--- Start of Page text ---

Python Forum - Read a folder with a multiple files

Hi,

I have a list

Quote:Names = ['John', 'Tom']

if I say

 def ReadNames():
      for name in Names:
        print(name)

I get both names

Quote:John
Tom

How ever when I say

def ReadNames():
     for name in Names:
         return name

I only get one name back, how do I write a function that iterate through a list and give all values back?

(May-03-2019, 11:17 AM)NewBeie Wrote: [ -> ]I only get one name back, how do I write a function that iterate through a list and give all values back?

I don't sure if I understood your exactly, but you are likely talking about generators?

def read_names():
    for name in Names:  # Names should be defined somewhere above
        yield name

names = read_names()
print(next(names))  # returns John
print(next(names))  # returns Tom

(May-03-2019, 11:17 AM)NewBeie Wrote: [ -> ]How ever when I say
def ReadNames():
     for name in Names:
         return name
I only get one name back, how do I write a function that iterate through a list and give all values back?

After return statement function finishes and returns control to caller. So first element is returned and thats all what will happen.

Scidam provided code to overcome this problem. However, it's unclear for me why you want to have function to iterate over elements? Isin't it easier directly iterate over list? Especially when function is with no parameters.

I have a folder with two xml files (They could be more than two). I want to step in that folder and read each file, so I have this code:

path = os.getcwd() + '/Emails/'
files = os.listdir(path)

--- End of Page text ---

Work instructions:
[1] Print the part of the forum thread that begins at the words "(May-03-2019, 11:17 AM)NewBeie Wrote: [ -> ]How" and stops after the words "with no parameters.", reproducing it precisely.
[2] Output these lines from the entries verbatim, beginning at the line that has "Target: bowl rim" and stopping after the last line of the entries, with both ends included.

--- Start of Exercise materials ---

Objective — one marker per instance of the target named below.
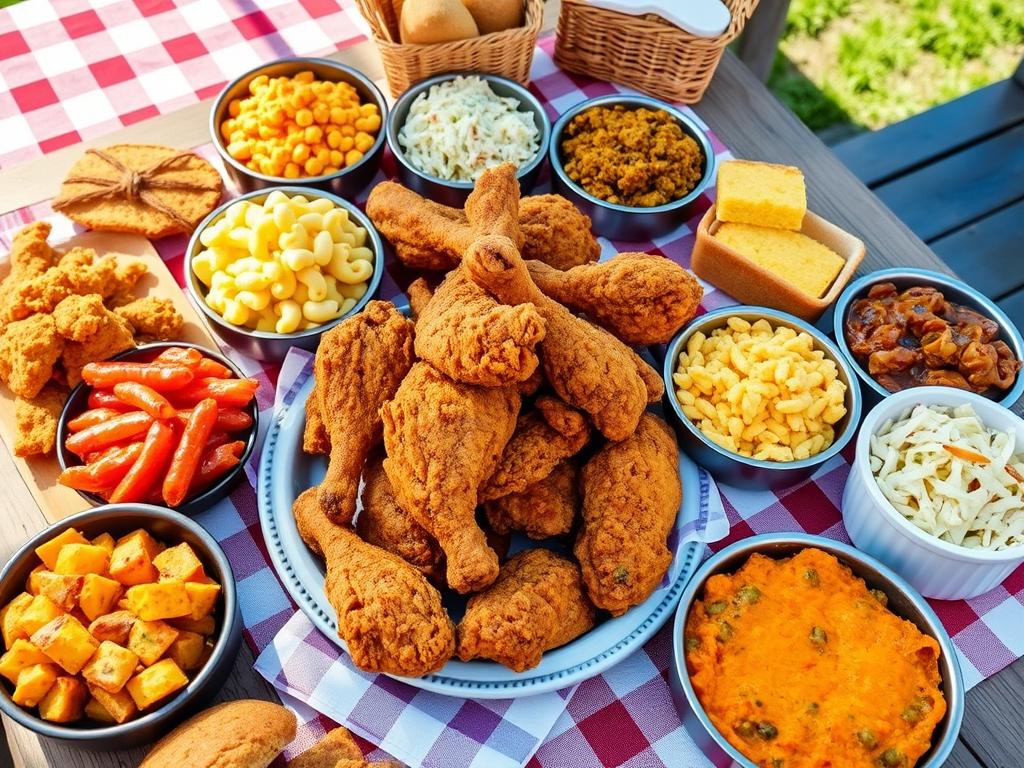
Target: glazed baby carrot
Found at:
(188, 454)
(144, 398)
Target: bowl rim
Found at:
(198, 295)
(213, 551)
(904, 400)
(860, 286)
(414, 91)
(218, 141)
(771, 315)
(636, 100)
(951, 667)
(225, 480)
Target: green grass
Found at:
(871, 62)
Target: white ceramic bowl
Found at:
(936, 568)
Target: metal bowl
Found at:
(954, 290)
(455, 193)
(78, 402)
(347, 181)
(740, 471)
(626, 222)
(119, 519)
(273, 346)
(903, 601)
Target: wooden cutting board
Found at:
(40, 472)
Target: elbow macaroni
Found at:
(761, 392)
(284, 265)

--- End of Exercise materials ---

The replies:
[1]
(May-03-2019, 11:17 AM)NewBeie Wrote: [ -> ]How ever when I say
def ReadNames():
     for name in Names:
         return name
I only get one name back, how do I write a function that iterate through a list and give all values back?

After return statement function finishes and returns control to caller. So first element is returned and thats all what will happen.

Scidam provided code to overcome this problem. However, it's unclear for me why you want to have function to iterate over elements? Isin't it easier directly iterate over list? Especially when function is with no parameters.

[2]
Target: bowl rim
Found at:
(198, 295)
(213, 551)
(904, 400)
(860, 286)
(414, 91)
(218, 141)
(771, 315)
(636, 100)
(951, 667)
(225, 480)
Target: green grass
Found at:
(871, 62)
Target: white ceramic bowl
Found at:
(936, 568)
Target: metal bowl
Found at:
(954, 290)
(455, 193)
(78, 402)
(347, 181)
(740, 471)
(626, 222)
(119, 519)
(273, 346)
(903, 601)
Target: wooden cutting board
Found at:
(40, 472)
Target: elbow macaroni
Found at:
(761, 392)
(284, 265)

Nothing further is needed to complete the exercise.